Description of the task →
Extract every line of the records below that contains the string "chair", treating uppercase and lowercase letters as distinct.

(Raw records)
────────────────
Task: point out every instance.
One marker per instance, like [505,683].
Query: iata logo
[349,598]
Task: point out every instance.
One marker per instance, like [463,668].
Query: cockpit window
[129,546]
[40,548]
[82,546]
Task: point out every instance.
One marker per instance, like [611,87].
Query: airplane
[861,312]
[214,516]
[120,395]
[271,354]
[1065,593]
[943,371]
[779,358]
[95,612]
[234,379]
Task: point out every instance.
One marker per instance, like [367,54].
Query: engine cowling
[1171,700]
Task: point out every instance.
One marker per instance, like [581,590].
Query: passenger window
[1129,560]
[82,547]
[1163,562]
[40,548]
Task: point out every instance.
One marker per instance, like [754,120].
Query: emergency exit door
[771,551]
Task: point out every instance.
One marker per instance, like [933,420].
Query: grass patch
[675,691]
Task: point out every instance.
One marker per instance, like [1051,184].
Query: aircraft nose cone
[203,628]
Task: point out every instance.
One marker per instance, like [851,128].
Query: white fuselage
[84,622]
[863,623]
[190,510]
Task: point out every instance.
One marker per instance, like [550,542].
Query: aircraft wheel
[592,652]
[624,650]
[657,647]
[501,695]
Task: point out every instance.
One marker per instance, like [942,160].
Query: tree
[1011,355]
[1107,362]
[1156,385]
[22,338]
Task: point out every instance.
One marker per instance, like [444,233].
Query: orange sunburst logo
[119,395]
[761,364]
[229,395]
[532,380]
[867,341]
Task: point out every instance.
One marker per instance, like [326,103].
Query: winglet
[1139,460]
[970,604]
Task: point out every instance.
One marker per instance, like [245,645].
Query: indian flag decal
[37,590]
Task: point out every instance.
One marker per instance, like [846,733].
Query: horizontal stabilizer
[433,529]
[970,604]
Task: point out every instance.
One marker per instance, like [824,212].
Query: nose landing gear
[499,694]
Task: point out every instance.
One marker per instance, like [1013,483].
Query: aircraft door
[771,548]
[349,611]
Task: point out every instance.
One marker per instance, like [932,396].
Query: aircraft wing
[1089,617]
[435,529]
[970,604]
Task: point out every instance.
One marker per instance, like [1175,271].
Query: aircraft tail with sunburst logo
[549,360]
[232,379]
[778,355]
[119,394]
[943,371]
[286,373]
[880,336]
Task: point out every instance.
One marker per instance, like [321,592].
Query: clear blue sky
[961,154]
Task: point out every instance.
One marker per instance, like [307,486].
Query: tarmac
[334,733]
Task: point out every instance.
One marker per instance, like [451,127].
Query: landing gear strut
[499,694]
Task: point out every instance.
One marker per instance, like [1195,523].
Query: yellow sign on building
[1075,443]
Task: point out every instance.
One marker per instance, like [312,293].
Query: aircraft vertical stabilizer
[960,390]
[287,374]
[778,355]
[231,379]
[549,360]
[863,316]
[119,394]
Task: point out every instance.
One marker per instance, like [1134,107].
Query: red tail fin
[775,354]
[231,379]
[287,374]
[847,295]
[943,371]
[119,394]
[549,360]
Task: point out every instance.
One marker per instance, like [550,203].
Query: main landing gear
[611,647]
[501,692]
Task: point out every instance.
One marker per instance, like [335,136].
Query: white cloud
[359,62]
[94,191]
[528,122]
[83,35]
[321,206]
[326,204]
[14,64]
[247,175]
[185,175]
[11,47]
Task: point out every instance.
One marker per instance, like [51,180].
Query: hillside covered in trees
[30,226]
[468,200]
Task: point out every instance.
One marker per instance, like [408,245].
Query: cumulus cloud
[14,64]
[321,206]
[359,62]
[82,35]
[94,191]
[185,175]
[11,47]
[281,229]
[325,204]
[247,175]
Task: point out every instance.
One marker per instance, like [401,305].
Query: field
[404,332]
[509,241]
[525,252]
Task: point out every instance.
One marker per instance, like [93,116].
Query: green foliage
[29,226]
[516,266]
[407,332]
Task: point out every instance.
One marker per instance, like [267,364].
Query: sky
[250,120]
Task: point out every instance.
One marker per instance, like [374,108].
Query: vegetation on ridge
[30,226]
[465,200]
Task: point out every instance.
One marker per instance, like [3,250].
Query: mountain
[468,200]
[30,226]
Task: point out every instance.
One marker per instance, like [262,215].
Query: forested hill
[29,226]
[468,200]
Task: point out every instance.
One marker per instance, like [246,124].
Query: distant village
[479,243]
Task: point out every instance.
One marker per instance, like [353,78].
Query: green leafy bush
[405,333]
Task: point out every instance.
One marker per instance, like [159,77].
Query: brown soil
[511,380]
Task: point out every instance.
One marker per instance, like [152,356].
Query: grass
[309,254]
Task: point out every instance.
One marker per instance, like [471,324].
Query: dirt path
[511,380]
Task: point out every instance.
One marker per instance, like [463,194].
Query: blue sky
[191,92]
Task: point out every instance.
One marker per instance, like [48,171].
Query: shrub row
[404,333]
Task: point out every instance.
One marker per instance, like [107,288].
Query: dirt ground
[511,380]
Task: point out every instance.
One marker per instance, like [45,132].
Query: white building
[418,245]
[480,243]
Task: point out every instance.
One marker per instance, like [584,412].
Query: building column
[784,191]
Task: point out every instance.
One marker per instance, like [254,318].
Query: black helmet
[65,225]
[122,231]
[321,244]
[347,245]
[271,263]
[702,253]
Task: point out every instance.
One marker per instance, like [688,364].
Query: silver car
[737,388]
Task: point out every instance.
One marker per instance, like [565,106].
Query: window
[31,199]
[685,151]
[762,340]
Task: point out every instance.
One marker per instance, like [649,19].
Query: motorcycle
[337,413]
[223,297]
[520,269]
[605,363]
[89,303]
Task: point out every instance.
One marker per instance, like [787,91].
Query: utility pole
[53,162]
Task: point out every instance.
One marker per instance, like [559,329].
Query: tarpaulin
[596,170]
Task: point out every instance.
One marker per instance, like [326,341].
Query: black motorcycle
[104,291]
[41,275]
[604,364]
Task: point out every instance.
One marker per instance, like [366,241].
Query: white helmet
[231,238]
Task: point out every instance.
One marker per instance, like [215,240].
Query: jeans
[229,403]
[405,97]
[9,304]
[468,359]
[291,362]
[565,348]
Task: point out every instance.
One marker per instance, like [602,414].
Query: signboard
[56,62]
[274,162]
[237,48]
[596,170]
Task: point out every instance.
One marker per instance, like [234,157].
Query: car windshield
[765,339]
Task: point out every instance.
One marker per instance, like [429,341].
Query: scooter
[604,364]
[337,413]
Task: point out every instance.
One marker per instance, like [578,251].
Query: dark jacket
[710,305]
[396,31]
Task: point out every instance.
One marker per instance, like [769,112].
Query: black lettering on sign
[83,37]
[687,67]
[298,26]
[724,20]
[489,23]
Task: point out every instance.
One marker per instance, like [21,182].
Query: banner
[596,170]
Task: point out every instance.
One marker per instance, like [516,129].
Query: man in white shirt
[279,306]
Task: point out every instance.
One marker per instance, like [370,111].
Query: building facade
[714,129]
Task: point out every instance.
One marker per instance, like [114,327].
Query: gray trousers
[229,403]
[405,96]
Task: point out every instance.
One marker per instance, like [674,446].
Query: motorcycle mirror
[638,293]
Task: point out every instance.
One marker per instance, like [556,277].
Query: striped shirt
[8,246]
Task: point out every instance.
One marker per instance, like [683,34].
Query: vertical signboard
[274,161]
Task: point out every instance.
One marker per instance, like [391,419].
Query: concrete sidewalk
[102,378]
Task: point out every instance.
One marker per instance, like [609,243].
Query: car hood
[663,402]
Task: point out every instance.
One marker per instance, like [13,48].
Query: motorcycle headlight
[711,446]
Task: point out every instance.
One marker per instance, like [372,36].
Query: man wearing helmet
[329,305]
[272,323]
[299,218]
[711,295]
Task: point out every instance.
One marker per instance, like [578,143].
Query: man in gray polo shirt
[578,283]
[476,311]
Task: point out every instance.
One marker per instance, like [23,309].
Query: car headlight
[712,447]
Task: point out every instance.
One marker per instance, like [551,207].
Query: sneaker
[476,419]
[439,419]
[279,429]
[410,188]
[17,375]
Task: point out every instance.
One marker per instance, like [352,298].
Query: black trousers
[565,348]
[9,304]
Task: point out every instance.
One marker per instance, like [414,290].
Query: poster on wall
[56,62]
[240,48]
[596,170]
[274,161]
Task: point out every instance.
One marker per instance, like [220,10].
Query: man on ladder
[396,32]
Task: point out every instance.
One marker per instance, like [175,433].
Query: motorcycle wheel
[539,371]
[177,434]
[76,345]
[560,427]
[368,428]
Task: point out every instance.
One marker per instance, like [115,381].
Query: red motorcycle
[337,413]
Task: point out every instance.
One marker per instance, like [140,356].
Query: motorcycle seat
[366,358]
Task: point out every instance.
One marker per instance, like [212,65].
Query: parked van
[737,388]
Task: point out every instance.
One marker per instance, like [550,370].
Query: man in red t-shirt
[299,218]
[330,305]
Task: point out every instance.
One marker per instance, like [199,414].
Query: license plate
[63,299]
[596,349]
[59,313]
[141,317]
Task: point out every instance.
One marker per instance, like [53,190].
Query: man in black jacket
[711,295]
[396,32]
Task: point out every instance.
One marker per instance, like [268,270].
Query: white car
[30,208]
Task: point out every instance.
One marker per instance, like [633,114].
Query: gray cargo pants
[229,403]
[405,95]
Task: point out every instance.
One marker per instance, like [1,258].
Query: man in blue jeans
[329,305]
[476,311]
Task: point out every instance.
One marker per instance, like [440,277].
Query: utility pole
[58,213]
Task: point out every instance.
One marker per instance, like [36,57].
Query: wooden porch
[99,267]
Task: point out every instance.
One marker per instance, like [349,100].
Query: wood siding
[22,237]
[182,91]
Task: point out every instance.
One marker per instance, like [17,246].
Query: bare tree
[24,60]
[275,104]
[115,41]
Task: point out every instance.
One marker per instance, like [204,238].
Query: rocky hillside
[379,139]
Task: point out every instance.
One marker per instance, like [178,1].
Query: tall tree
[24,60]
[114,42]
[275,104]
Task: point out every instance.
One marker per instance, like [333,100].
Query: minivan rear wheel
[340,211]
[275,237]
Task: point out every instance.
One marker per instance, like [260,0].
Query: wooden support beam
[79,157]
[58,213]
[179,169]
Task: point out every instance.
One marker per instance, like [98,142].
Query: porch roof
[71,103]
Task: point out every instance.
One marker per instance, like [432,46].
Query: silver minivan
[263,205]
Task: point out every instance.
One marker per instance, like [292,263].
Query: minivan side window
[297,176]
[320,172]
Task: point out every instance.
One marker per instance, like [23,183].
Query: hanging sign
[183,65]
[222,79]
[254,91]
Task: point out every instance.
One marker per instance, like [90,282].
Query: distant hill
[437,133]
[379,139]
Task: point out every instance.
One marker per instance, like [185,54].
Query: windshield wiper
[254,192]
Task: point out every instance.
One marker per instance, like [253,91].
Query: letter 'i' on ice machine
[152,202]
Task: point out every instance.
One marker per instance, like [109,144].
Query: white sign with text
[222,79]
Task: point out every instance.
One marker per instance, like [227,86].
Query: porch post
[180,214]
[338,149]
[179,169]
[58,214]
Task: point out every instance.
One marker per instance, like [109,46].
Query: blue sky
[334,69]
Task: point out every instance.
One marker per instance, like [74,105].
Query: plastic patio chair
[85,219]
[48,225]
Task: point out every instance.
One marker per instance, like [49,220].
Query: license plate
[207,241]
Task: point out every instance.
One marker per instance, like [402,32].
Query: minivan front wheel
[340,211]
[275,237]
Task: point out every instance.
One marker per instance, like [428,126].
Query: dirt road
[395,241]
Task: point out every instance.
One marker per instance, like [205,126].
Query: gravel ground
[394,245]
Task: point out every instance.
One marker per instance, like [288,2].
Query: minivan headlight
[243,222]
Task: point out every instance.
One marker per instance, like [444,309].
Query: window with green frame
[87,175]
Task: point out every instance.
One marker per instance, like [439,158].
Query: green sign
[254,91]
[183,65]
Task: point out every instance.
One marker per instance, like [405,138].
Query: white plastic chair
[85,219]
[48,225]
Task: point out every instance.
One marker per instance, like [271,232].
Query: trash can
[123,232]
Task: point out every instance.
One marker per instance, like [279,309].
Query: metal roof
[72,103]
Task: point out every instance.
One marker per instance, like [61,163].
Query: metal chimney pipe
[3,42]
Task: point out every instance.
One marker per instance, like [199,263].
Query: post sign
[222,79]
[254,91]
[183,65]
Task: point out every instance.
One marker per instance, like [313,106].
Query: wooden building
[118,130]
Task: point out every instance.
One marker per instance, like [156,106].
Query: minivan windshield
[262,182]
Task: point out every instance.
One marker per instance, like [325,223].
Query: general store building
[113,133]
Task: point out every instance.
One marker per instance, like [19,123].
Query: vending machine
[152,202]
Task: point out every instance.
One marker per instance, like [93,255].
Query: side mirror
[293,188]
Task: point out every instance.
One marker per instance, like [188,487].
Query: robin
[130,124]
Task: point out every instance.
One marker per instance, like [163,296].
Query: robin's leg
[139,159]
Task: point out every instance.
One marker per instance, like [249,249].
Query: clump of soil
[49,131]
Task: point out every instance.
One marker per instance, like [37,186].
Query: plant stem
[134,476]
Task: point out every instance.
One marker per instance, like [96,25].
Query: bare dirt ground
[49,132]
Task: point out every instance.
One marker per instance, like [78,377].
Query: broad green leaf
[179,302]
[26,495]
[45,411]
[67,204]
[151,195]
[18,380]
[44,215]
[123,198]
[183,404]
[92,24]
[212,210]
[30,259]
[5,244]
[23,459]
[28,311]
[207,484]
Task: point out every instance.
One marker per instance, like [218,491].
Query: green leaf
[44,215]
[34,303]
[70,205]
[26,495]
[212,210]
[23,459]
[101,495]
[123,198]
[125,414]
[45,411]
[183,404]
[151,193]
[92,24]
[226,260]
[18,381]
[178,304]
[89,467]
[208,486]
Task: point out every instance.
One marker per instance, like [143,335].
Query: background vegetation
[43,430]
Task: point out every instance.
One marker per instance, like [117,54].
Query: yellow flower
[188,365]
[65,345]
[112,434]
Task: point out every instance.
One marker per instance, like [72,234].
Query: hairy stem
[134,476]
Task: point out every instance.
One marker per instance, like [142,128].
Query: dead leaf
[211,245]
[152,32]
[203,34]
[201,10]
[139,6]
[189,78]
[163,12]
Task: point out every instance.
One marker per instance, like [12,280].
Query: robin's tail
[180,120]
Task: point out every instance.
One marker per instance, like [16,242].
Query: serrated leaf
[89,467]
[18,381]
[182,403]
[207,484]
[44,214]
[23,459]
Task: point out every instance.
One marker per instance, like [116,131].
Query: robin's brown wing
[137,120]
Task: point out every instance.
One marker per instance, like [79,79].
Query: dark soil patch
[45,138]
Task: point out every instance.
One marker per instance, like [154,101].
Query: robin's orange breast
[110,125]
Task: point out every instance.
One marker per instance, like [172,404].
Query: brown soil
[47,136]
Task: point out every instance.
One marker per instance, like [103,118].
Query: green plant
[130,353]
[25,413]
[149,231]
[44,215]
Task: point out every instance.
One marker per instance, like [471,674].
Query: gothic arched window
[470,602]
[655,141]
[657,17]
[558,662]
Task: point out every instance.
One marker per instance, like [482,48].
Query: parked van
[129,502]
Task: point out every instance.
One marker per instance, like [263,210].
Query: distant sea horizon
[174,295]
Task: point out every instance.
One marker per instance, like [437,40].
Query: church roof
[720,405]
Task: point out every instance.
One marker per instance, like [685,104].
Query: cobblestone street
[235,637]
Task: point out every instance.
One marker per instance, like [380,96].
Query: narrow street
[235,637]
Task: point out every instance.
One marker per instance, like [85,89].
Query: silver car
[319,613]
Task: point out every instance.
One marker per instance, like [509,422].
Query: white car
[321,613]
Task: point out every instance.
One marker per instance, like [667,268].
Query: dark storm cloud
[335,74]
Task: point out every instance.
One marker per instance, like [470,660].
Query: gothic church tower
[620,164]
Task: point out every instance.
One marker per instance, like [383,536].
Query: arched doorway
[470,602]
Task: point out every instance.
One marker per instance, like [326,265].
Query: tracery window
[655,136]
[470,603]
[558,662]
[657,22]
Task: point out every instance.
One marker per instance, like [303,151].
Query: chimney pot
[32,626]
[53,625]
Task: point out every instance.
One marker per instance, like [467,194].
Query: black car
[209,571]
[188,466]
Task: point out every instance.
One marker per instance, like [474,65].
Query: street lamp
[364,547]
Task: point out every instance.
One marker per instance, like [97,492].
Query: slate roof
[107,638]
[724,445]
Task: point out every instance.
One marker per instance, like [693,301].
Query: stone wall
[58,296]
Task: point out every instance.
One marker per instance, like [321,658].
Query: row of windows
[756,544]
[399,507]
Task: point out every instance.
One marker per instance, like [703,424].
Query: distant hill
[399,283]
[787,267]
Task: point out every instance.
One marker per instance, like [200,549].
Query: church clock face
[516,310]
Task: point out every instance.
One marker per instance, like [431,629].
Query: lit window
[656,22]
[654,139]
────────────────
Written solution →
Query: plastic patio chair
Query: white plastic chair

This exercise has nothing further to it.